• _SHORT TASK_
Count the lines in the rows below that contain the string "flower", treating uppercase and lowercase as different. Reply with the number alone.

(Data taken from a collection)

▬▬▬▬▬▬▬▬▬▬

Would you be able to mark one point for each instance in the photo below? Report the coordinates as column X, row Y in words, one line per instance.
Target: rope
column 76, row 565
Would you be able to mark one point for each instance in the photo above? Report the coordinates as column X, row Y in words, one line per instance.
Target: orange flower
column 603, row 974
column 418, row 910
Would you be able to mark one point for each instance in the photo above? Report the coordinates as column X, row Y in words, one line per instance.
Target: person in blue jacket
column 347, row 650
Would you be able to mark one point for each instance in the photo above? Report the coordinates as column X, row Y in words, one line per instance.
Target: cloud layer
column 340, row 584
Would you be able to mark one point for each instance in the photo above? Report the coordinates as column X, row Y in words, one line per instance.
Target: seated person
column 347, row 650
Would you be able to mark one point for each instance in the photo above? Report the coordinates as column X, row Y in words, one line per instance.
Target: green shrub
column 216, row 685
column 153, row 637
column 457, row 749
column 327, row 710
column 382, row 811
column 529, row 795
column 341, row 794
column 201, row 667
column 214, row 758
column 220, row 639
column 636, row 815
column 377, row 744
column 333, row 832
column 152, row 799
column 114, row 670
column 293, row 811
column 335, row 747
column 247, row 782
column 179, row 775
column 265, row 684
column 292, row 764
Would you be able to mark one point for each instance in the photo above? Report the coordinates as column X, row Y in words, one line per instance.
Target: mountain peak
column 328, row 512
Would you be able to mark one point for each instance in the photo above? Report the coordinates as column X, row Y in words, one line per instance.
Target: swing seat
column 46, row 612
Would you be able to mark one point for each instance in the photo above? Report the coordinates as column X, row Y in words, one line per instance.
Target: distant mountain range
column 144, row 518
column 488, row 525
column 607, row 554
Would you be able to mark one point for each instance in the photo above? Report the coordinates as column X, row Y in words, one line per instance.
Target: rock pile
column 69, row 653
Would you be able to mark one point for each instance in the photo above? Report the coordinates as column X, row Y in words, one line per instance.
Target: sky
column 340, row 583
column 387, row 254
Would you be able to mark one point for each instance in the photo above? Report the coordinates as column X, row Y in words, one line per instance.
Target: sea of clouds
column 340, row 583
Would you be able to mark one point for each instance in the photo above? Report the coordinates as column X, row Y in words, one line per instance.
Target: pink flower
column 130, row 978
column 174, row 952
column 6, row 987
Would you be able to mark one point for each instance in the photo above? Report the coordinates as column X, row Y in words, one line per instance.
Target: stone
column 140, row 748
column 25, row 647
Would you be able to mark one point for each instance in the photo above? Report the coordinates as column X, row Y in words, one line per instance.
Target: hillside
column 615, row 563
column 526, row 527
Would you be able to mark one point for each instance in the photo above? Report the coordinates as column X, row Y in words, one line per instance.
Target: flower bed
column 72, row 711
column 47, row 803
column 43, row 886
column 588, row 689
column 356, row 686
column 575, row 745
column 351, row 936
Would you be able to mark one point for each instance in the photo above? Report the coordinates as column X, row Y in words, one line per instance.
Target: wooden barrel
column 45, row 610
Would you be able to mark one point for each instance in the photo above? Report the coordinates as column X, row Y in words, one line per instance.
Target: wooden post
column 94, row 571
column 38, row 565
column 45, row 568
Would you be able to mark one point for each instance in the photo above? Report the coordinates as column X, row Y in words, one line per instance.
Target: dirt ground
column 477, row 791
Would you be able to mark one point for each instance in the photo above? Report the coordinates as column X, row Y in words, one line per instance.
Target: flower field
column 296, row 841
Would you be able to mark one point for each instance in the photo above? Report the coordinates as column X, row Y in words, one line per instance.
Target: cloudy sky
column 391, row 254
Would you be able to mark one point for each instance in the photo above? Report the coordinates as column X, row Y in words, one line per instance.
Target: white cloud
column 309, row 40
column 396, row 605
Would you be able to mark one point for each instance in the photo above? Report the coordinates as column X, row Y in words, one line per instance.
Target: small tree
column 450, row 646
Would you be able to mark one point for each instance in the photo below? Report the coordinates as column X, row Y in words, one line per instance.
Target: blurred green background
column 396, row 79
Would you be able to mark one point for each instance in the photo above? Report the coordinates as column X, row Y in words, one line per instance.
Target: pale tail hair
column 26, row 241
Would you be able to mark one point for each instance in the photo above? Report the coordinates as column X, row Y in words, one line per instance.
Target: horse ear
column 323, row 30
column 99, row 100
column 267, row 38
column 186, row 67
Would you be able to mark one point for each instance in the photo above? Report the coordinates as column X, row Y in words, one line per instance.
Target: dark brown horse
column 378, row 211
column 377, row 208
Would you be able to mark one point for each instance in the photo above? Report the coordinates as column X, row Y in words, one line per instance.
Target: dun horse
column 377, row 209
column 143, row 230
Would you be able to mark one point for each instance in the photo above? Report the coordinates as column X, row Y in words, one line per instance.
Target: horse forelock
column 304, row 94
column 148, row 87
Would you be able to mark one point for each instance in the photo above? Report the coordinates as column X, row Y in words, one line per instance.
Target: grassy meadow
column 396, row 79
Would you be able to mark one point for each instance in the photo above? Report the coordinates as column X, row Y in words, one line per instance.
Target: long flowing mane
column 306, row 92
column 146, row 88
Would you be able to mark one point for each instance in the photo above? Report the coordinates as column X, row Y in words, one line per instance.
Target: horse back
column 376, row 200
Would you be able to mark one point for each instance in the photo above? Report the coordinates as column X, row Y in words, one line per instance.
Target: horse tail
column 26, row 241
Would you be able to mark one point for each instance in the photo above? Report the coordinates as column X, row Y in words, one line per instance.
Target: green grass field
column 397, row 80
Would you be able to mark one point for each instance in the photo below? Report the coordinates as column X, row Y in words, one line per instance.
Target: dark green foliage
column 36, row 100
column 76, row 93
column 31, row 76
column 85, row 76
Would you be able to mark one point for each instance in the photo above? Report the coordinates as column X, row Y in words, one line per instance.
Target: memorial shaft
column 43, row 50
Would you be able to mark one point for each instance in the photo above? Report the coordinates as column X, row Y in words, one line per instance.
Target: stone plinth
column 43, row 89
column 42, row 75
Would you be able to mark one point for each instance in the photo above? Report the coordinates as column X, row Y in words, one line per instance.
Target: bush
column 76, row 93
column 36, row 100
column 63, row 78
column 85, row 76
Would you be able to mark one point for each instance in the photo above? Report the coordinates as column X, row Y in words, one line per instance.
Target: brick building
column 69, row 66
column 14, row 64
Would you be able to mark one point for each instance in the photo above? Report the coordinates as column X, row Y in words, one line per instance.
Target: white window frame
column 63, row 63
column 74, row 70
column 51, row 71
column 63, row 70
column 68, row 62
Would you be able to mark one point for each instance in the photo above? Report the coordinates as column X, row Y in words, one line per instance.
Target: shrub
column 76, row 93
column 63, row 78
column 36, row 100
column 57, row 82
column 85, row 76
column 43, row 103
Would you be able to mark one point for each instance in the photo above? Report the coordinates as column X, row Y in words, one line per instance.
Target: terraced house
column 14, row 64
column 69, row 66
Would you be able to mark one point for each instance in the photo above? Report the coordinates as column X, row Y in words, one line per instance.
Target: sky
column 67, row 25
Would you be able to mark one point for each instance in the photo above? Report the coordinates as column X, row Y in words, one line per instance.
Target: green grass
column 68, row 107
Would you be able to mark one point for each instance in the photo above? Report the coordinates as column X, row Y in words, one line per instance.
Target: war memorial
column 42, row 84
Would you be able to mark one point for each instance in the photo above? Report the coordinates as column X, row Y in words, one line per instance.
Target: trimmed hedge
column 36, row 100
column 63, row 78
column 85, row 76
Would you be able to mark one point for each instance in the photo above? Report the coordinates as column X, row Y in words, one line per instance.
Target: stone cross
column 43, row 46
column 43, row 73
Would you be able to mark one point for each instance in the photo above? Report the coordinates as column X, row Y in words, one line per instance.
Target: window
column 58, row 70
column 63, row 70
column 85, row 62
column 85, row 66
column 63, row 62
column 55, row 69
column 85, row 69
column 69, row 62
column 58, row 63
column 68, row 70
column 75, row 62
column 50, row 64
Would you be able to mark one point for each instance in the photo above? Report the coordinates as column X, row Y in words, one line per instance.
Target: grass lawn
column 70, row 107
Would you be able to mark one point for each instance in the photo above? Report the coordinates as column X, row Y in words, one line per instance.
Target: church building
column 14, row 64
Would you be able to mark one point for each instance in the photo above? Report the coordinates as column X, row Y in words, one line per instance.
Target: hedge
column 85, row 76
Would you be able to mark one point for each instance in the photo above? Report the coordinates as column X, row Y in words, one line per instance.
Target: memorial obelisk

▬▬▬▬▬▬▬▬▬▬

• _EXPECTED ANSWER_
4